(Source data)
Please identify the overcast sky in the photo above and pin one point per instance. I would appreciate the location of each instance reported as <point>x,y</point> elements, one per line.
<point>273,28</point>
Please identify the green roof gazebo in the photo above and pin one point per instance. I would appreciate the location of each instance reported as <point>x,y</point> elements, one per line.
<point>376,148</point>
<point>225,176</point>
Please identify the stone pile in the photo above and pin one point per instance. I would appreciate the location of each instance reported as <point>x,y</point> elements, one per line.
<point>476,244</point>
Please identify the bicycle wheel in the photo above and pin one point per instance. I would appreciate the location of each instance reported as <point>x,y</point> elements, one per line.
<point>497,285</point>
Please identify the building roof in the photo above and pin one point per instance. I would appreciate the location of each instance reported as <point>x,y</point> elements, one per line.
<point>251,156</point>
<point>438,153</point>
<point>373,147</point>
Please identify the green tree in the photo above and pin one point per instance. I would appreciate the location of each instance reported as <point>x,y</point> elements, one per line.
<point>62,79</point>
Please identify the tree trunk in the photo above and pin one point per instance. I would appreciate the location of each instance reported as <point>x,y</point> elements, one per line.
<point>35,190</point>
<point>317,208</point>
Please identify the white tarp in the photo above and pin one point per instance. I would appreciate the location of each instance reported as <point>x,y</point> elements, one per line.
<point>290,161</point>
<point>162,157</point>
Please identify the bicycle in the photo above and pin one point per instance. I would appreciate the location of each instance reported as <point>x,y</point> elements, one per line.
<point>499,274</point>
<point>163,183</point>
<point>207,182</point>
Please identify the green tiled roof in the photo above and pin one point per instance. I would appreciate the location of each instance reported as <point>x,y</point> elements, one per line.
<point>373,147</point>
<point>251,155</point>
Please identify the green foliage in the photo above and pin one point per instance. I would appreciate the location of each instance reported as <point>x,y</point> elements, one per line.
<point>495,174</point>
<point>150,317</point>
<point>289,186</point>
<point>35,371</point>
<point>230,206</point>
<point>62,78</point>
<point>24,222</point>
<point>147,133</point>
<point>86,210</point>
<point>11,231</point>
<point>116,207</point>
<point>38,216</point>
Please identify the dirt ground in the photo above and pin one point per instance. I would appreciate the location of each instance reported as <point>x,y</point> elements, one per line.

§ Stated problem: Could you print all of the data above again, word for word and in the same order?

§ Answer in full:
Please identify the overcast sky in the photo above and pin one point per instance. I would appreciate the location of each instance reported as <point>x,y</point> elements, one per line.
<point>273,28</point>
Please identify the green roof gazebo in the photo above and pin one point per instance. I would appreciate the location of each instance reported as <point>x,y</point> elements, one per line.
<point>376,148</point>
<point>225,176</point>
Please identify the stone pile in the photo above and pin one point per instance. I would appreciate the location of each instance reported as <point>x,y</point> elements, one per line.
<point>476,244</point>
Please identify the bicycle wheel in the photo above and pin one point per instance. I would appreciate the location of each instance reported as <point>x,y</point> elements, one per line.
<point>497,285</point>
Please identify the building roof in the photo above and pin one point per instance. I would appreciate the location of each instance reported as <point>x,y</point> elements, one per line.
<point>251,156</point>
<point>438,153</point>
<point>373,147</point>
Please identify the green tree in the photo above and pin one point per instance. I would appreciate the location of each instance reported as <point>x,y</point> elements, one per line.
<point>62,79</point>
Please identify the tree trunk in the photo above and pin one point per instance. I would appreciate the location of each instance reported as <point>x,y</point> elements, one per line.
<point>35,190</point>
<point>317,208</point>
Please identify the white tarp in the photo above and pin one point per instance. I would appreciate the location of each instance reported as <point>x,y</point> elements, one per line.
<point>290,161</point>
<point>162,157</point>
Please identify the bicycle in the photo above and pin one point per instance. I would appreciate the location of each instance reported as <point>x,y</point> elements, one per line.
<point>499,274</point>
<point>163,183</point>
<point>207,182</point>
Please identify the green tiled roof in the photo above and pin one point per instance. I would appreciate the location of each instance reported as <point>x,y</point> elements, one per line.
<point>373,147</point>
<point>251,155</point>
Please identify the green foliage in the photo above and pin one point per instance. I would appreciate the location of each instance reported as <point>x,y</point> elements, one per line.
<point>495,174</point>
<point>150,317</point>
<point>289,186</point>
<point>35,371</point>
<point>230,206</point>
<point>62,78</point>
<point>24,222</point>
<point>147,133</point>
<point>86,210</point>
<point>11,231</point>
<point>116,207</point>
<point>38,216</point>
Please identify the dirt ground in the photo above and pin one point per instance. I would appreciate the location of each instance reported as <point>x,y</point> elements, one per line.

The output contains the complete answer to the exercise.